--- About this exercise ---
Everything from the line containing "Find the green" through the last line of the data below must be copied exactly, with no other lines included.
━━━━━ Data to examine
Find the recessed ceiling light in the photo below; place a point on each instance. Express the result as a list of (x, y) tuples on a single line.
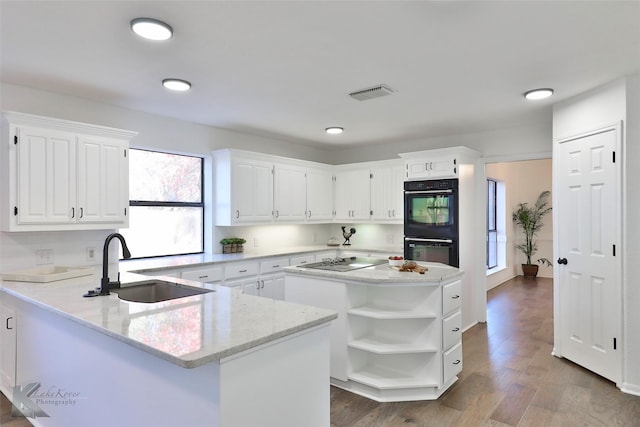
[(538, 93), (334, 130), (151, 29), (176, 84)]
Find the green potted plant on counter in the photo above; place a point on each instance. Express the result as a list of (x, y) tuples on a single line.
[(232, 245), (529, 219)]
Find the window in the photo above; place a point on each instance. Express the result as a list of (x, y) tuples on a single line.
━━━━━━━━━━
--- Written solution ---
Find the green potted plant on counter in the photo above; place a point on each instance. Express the result as a list of (x, y) tuples on a single line.
[(232, 245), (529, 219)]
Find the window in the photo above; place a point on each instance. Express the result as a list of (x, y) tuples on a single line.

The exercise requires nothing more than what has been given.